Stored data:
[Start of Attachment]
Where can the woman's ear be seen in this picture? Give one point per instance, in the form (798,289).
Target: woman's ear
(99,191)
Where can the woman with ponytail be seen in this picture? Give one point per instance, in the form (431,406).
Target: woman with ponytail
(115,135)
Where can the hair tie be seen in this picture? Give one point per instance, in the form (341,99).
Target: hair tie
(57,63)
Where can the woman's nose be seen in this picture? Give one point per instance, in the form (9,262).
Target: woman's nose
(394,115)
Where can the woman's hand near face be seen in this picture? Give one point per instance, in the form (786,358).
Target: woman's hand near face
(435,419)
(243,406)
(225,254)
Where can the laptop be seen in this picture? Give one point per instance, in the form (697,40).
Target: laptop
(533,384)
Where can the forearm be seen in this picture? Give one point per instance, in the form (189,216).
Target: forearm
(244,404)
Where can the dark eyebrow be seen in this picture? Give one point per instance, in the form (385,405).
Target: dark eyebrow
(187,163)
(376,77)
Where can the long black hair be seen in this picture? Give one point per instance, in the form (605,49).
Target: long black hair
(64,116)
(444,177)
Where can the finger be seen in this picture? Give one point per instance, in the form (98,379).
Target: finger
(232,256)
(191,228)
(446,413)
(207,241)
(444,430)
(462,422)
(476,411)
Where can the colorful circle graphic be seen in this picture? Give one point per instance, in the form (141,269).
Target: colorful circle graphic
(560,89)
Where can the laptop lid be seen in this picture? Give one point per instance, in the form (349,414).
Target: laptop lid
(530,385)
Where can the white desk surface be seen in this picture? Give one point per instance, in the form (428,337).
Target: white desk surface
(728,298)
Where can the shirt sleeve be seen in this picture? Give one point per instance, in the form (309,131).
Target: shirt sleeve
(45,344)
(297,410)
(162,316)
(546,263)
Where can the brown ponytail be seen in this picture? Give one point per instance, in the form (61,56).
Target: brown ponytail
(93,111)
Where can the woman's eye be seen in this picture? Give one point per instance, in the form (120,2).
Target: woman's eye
[End of Attachment]
**Exercise prompt**
All lines above between those holding "Where can the long" and "Where can the white", inclusive, must be set down unchanged, and no other line may be included.

**Task output**
Where can the long black hair be seen in this picture? Give one point per instance, in the form (605,49).
Target: long black hair
(64,116)
(444,177)
Where can the finger be seen in this picture? Give one point per instance, in the form (98,379).
Target: finger
(232,256)
(191,228)
(446,413)
(207,241)
(444,430)
(462,422)
(476,411)
Where can the colorful circle graphic be seen in this picture? Give one point per instance, in the form (141,269).
Target: colorful circle graphic
(560,89)
Where can the laptop lid be seen in this picture? Give one point per instance, in the form (349,414).
Target: laptop lid
(530,385)
Where can the white desk surface be seen in this picture? Give one point per instance, in the form (428,337).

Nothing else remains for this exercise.